YOUR OBJECTIVE.
Output only the lines from the one holding "Objective — for every instance of the dark" to the end of the data below, please, copied exactly.

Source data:
.....

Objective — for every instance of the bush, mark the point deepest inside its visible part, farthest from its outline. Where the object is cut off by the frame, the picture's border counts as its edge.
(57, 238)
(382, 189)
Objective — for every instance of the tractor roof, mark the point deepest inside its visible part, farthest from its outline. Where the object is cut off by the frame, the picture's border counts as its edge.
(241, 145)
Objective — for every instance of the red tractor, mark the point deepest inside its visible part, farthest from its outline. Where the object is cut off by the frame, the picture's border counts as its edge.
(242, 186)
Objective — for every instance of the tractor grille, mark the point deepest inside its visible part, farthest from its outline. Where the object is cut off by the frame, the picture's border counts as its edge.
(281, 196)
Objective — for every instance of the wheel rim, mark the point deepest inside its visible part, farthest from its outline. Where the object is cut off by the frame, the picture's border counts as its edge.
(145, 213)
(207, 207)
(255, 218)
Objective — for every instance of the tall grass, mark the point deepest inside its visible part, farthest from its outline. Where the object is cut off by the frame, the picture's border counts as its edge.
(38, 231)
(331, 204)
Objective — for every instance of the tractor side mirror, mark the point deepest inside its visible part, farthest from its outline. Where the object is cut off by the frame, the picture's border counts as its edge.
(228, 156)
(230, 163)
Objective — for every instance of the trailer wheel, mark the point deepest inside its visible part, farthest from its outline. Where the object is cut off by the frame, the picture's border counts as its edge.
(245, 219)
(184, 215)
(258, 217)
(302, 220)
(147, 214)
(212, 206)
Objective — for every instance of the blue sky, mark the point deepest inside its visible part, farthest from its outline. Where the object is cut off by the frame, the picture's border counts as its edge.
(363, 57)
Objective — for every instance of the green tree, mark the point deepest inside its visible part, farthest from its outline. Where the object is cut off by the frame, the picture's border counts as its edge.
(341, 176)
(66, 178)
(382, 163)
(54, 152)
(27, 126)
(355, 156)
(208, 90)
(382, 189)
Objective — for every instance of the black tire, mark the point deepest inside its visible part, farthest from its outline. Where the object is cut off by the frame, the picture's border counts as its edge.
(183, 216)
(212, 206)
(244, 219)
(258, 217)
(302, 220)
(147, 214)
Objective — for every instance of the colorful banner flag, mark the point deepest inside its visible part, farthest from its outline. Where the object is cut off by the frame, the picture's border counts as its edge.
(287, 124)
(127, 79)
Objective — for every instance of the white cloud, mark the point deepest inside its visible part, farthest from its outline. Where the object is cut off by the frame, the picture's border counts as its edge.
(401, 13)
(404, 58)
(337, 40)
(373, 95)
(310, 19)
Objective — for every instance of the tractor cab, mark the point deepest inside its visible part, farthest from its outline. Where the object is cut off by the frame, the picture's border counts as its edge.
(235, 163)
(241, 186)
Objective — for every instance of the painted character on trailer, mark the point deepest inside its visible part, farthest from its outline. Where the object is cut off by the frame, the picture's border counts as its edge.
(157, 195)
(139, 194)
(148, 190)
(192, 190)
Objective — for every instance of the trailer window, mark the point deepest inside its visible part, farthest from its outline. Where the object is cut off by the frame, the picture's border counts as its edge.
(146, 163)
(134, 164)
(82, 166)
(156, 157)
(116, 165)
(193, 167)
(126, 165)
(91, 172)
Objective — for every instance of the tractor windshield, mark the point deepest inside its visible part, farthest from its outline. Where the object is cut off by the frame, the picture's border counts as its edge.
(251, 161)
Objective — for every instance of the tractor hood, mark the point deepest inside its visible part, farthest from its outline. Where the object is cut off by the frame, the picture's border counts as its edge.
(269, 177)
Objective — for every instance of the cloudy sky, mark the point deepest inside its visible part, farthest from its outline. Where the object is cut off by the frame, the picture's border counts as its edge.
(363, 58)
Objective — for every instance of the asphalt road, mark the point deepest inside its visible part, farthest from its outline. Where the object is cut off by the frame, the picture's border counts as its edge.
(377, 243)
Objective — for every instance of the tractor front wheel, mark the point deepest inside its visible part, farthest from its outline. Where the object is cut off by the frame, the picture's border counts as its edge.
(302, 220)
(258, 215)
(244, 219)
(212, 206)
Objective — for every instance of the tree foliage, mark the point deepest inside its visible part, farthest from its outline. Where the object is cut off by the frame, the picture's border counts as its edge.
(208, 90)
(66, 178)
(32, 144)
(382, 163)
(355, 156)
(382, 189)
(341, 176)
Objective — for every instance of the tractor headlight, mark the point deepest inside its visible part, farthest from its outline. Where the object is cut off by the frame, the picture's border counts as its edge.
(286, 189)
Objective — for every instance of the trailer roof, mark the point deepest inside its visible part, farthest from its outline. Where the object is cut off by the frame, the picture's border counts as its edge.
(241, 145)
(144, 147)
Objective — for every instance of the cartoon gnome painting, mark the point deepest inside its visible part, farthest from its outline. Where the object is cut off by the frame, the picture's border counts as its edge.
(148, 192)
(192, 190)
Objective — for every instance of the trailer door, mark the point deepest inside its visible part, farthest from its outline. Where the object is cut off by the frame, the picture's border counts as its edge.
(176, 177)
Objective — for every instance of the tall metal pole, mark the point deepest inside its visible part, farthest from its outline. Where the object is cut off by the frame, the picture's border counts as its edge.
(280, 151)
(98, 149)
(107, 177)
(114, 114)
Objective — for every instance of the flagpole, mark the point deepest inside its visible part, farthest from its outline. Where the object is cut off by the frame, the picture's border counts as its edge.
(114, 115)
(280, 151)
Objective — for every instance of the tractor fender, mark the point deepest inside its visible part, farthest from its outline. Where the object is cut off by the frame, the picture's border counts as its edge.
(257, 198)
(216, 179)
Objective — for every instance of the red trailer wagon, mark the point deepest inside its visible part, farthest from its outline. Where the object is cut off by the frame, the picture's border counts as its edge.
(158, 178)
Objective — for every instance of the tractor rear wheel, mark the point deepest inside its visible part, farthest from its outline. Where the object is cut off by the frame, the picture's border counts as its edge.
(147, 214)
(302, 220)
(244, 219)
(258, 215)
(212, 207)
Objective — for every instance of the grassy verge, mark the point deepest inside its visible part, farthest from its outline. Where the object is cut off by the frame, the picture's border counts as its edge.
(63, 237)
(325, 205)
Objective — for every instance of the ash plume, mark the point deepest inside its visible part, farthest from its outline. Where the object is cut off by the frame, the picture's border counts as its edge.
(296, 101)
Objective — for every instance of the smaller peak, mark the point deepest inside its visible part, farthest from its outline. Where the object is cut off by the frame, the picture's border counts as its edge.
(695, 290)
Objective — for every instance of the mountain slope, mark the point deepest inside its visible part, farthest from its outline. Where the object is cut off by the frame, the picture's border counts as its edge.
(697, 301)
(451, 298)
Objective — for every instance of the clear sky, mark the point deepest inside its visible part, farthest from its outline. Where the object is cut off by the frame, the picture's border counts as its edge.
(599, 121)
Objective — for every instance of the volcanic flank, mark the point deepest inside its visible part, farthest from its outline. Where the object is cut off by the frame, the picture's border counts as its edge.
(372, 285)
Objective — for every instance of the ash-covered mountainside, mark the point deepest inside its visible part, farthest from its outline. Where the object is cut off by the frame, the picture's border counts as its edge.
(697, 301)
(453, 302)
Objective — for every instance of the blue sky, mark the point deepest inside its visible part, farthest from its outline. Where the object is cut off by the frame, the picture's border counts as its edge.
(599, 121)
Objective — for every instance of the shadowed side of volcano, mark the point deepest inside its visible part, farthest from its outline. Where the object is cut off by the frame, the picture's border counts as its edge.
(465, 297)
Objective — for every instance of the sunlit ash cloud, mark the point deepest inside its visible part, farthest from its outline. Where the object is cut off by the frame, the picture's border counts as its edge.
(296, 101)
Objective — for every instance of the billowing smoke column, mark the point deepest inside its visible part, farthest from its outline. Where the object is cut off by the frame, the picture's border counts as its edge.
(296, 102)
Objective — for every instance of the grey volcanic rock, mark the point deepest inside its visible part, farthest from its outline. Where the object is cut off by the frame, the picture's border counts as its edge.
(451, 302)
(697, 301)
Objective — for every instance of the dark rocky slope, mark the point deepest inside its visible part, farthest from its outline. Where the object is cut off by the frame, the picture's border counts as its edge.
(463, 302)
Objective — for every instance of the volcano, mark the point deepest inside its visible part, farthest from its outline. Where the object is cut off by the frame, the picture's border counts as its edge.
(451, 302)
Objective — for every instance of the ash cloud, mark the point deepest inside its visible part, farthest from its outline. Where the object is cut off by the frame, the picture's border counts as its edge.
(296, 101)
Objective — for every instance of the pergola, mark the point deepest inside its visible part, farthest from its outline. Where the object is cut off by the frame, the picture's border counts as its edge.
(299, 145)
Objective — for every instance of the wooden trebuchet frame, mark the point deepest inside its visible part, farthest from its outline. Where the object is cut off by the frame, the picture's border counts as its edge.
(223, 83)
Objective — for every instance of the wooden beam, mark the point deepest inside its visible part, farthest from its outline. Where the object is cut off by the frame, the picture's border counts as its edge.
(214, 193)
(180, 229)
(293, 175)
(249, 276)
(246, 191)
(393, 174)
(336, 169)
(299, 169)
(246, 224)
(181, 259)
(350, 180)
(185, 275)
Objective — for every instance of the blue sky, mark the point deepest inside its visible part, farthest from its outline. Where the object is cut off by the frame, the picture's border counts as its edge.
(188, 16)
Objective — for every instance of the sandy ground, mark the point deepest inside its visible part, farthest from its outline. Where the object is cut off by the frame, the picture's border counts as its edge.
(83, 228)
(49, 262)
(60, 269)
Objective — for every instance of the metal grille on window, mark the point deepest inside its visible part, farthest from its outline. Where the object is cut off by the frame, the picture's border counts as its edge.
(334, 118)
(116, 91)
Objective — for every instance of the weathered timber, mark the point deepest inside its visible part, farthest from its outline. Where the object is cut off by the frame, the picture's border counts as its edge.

.....

ANSWER TO THIS PROBLEM.
Objective — for every instance of the dark rocky slope, mark the point deepest inside its visible part, farthest from its outline. Where the object is cut off by the frame, the picture's border counts as its edge.
(463, 302)
Objective — for every instance of the volcano, mark the point deepest inside its visible part, farthest from its outline. Where the object is cut off by the frame, the picture's border counts as its edge.
(451, 302)
Objective — for every instance of the ash cloud, mark the point deepest inside its visible part, farthest from its outline. Where the object is cut off by the frame, the picture's border counts as its edge.
(296, 101)
Objective — for every instance of the pergola, mark the point deepest inside its visible part, farthest from its outline. Where the object is cut off by the frame, the picture's border counts as its edge.
(299, 145)
Objective — for every instance of the wooden trebuchet frame, mark the point deepest inside its visible part, farthest from its outline. Where the object is cut off by the frame, the picture's border counts as its edge.
(223, 83)
Objective — for every instance of the wooden beam, mark the point deepest inside its visible part, farthest from its outline. Where the object is cut off by the frame, the picture's border counts as its edge.
(214, 193)
(180, 229)
(293, 175)
(249, 276)
(246, 191)
(393, 174)
(336, 169)
(299, 169)
(246, 224)
(181, 259)
(350, 180)
(185, 275)
Objective — for every instance of the blue sky, mark the point deepest inside its visible part, farthest from its outline. Where the object is cut off by the frame, the picture's border counts as its edge.
(188, 16)
Objective — for every instance of the sandy ground, mark the point deepest inside its visible part, farthest from its outline. Where the object is cut off by the frame, the picture's border counts as its edge.
(83, 228)
(49, 262)
(60, 269)
Objective — for every instance of the metal grille on window, mark the point deepest inside its visible part, farthest from its outline. Where the object is cut off by the frame, the picture's border counts as its edge.
(334, 118)
(116, 91)
Objective — for every instance of the weathered timber, mark the point deepest inside its visible part, farthest from its outline. Where the object is cut off by the frame, the picture's border counts as its edge.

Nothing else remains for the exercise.